* [What to do]
Copy out the lines from the one containing "Where can you see the blue" through the end of the records, leaving the pictures out.

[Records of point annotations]

╭──

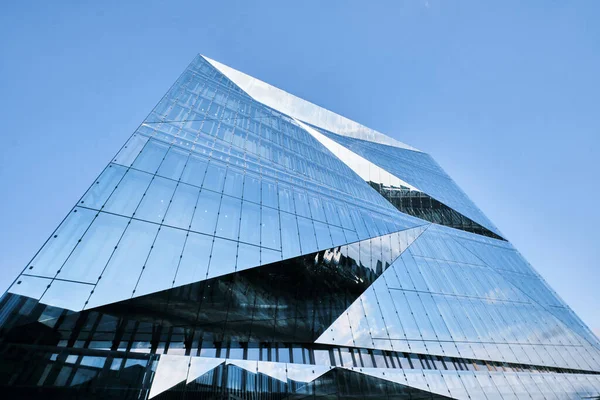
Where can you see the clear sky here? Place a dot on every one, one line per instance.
(505, 95)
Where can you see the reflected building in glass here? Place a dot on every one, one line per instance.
(247, 244)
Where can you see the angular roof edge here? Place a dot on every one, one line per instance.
(303, 110)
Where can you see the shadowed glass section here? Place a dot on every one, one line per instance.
(421, 205)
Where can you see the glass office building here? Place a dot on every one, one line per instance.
(247, 244)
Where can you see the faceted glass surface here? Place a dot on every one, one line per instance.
(245, 243)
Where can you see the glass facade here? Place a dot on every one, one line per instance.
(245, 243)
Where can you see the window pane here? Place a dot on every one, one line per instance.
(250, 223)
(316, 208)
(228, 225)
(194, 263)
(234, 183)
(301, 202)
(270, 235)
(97, 195)
(308, 242)
(172, 166)
(286, 201)
(248, 256)
(323, 236)
(91, 254)
(290, 241)
(125, 266)
(252, 188)
(194, 171)
(69, 295)
(151, 157)
(126, 197)
(181, 210)
(269, 193)
(131, 150)
(215, 176)
(56, 250)
(222, 260)
(156, 200)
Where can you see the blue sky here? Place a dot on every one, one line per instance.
(505, 95)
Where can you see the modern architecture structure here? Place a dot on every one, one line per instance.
(247, 244)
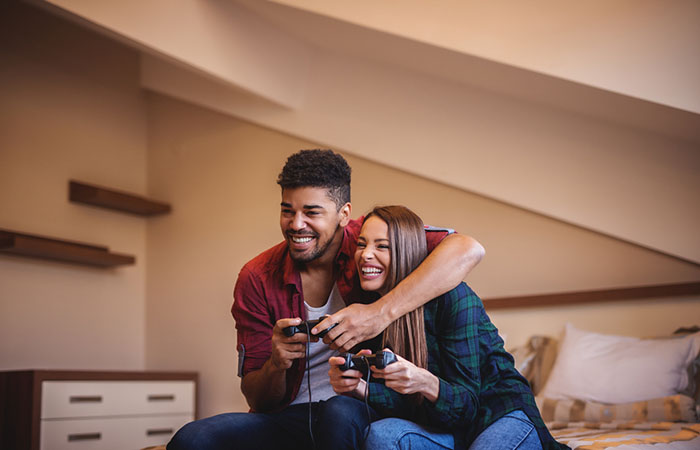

╰──

* [The response]
Where can you see the blue sky here? Place a dot on every one, one line per instance.
(505, 95)
Where can you see the modern architecture structure here? Place a dot on every one, one line per instance.
(247, 244)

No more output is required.